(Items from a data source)

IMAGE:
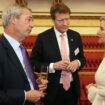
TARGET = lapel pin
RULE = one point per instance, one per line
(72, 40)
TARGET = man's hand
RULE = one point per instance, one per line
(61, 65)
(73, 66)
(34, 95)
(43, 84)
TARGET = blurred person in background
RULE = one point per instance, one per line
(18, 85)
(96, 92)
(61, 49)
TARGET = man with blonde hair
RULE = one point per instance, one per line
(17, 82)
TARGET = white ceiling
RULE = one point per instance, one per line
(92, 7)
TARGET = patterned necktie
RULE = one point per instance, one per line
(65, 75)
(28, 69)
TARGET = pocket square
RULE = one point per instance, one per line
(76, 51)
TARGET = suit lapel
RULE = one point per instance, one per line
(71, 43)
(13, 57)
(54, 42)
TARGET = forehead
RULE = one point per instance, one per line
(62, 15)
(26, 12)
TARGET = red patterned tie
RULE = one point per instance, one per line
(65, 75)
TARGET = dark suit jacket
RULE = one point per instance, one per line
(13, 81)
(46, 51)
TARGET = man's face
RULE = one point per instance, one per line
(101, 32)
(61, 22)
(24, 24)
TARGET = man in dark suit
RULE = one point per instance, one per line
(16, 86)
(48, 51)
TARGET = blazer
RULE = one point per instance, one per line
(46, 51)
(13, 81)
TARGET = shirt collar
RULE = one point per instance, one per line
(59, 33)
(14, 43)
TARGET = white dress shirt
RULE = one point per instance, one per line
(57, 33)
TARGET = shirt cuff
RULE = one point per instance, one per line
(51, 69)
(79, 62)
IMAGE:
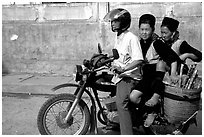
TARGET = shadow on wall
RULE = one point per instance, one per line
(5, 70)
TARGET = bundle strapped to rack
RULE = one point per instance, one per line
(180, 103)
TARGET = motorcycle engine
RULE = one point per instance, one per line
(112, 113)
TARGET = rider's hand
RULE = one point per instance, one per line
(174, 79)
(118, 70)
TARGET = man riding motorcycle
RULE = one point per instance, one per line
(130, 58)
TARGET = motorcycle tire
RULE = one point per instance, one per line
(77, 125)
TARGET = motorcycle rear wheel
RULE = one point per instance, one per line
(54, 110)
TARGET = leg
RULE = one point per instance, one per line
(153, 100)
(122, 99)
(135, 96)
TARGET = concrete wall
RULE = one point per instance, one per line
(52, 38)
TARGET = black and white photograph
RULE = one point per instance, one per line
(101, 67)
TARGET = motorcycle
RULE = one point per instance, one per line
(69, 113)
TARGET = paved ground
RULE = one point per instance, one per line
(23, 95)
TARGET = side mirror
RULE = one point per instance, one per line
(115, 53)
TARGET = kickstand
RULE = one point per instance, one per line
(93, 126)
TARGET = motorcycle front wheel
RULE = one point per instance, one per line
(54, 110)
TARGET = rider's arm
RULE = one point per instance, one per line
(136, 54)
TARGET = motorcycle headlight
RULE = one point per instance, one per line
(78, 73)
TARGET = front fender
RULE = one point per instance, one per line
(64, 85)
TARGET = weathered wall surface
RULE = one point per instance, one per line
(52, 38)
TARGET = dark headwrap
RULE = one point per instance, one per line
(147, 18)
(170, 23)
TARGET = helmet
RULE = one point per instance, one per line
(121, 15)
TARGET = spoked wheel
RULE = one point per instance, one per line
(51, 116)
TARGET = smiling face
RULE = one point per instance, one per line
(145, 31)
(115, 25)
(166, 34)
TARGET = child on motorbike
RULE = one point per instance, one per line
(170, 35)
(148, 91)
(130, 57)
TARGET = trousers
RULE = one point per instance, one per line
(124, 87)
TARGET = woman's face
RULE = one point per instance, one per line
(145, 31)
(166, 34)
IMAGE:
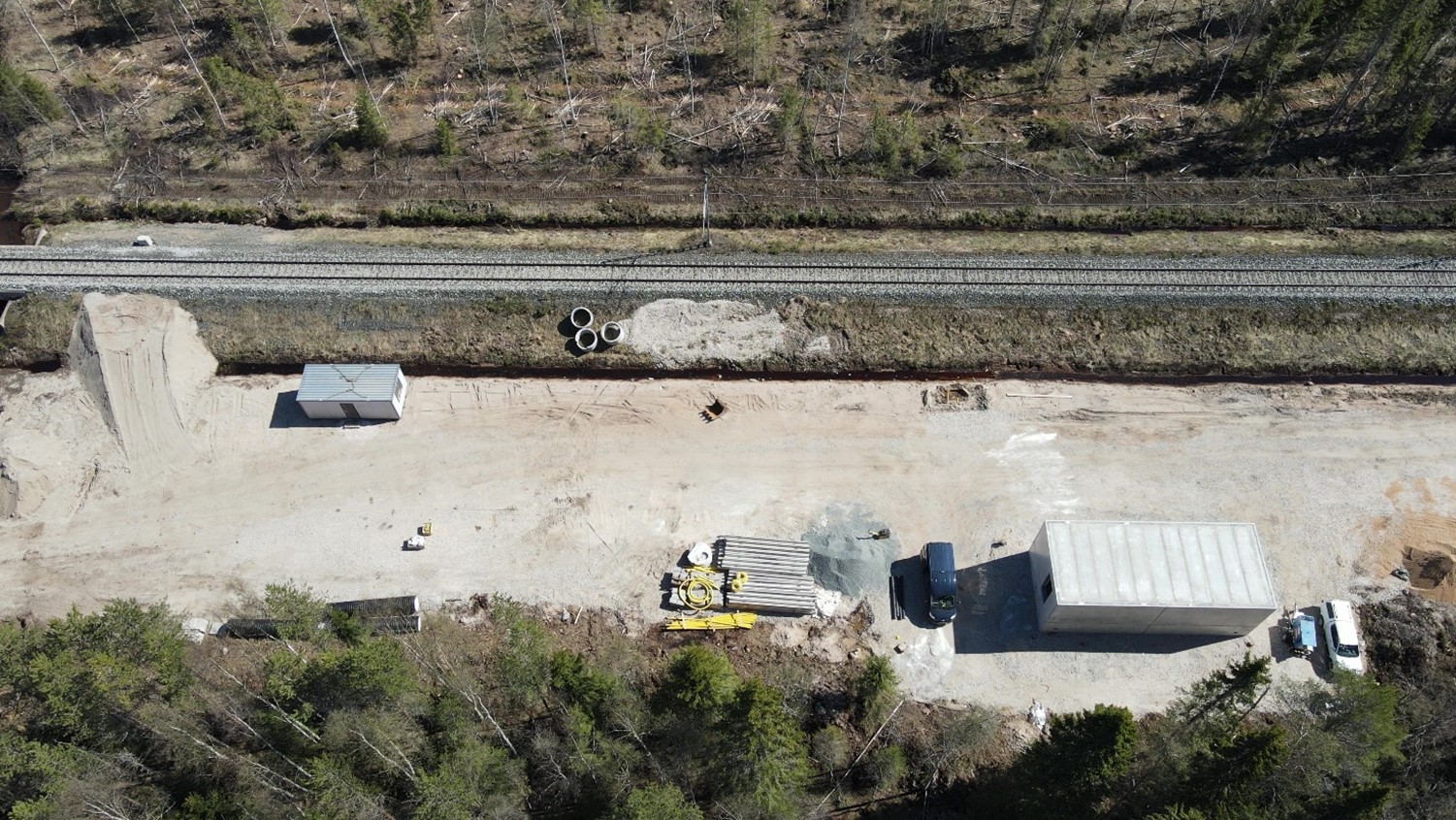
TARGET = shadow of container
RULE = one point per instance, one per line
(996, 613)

==

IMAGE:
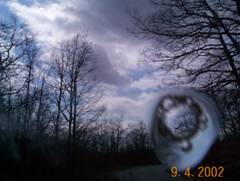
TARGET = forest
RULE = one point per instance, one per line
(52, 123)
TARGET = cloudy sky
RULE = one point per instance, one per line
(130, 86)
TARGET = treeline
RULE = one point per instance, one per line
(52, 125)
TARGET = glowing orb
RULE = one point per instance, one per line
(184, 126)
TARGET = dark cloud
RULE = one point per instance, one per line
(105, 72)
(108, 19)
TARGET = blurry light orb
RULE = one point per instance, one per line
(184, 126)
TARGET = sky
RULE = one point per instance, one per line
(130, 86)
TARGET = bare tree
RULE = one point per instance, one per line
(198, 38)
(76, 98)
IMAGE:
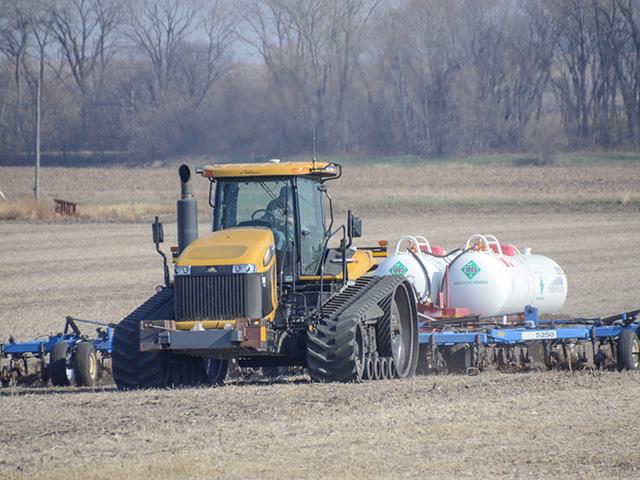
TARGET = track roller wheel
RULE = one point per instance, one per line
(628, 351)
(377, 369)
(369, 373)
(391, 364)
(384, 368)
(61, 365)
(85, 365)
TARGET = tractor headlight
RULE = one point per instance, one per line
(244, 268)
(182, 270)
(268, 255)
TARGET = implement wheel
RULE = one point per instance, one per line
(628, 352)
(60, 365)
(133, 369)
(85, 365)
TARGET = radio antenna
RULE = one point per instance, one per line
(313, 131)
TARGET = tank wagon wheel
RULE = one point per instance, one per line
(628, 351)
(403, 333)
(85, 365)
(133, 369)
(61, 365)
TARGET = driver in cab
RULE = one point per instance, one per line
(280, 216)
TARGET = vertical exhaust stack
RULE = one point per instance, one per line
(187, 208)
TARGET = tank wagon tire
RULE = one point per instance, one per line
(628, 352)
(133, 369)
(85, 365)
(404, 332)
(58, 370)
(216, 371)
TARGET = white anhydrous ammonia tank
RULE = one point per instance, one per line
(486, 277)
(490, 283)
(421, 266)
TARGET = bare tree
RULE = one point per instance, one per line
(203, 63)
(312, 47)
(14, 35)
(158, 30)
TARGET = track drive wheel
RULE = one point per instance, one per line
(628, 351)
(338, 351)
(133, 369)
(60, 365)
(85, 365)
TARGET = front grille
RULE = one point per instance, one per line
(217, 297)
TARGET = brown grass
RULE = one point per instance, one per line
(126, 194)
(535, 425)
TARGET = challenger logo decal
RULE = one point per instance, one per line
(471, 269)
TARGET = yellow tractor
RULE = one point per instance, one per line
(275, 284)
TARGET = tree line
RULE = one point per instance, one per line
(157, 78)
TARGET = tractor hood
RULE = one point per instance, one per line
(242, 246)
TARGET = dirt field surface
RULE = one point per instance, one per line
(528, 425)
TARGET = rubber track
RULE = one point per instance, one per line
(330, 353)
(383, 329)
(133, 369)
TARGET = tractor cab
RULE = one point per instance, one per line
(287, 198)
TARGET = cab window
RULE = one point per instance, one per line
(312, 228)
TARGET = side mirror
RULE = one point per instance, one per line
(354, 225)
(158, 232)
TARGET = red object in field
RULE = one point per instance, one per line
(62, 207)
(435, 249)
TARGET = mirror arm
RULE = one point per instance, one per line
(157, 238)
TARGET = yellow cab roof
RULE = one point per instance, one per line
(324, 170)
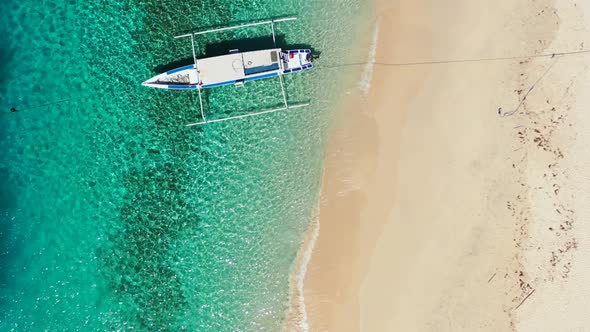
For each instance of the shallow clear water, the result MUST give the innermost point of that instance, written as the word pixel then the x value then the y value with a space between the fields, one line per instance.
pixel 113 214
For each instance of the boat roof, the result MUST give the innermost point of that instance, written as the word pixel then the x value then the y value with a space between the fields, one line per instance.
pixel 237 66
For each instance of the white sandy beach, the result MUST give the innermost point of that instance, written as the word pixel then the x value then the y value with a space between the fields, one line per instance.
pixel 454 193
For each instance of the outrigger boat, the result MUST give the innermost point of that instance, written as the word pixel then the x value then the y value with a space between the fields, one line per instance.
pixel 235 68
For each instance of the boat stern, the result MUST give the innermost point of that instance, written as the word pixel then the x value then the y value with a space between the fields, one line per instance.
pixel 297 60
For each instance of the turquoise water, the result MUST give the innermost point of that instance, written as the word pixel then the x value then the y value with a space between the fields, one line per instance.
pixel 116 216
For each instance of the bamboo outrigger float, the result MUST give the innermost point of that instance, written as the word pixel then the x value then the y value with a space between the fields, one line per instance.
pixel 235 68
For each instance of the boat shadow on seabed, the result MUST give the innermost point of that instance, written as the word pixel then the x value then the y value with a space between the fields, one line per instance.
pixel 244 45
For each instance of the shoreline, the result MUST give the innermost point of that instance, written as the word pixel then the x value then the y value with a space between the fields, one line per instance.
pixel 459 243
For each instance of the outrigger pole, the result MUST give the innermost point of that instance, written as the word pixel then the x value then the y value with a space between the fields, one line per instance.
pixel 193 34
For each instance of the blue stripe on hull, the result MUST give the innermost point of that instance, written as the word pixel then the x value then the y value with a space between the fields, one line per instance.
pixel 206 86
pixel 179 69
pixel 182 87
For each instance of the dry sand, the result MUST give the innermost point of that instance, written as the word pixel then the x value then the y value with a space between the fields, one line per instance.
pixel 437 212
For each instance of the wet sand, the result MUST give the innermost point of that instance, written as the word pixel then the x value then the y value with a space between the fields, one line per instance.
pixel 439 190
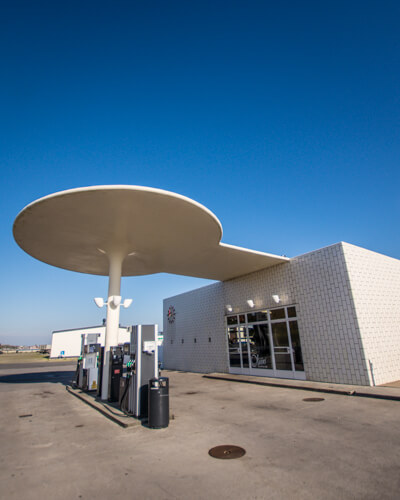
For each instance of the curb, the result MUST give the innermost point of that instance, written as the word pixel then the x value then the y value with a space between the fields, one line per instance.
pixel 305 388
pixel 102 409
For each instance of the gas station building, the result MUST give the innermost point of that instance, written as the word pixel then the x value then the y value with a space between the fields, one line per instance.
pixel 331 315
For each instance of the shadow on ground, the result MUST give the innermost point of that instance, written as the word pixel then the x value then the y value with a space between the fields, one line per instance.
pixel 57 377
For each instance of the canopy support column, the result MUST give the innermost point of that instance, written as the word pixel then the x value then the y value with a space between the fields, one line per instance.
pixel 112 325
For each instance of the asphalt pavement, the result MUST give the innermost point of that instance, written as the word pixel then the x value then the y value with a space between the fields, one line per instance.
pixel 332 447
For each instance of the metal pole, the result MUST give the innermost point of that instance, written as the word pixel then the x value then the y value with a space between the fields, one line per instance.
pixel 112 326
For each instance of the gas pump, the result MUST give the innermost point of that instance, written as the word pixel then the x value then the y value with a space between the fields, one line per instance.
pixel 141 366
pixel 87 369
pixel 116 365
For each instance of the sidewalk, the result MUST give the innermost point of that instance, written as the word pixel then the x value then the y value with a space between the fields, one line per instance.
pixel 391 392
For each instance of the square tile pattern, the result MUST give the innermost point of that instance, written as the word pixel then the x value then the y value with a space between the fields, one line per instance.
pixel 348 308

* [Assignment]
Reproduce each line of the records in which the string "wheel" appears.

* [Result below]
TARGET = motorcycle rear wheel
TARGET = motorcycle front wheel
TARGET = spoked wheel
TARGET = track roller wheel
TARGET = implement wheel
TARGET = tank wagon wheel
TARGET = track drive wheel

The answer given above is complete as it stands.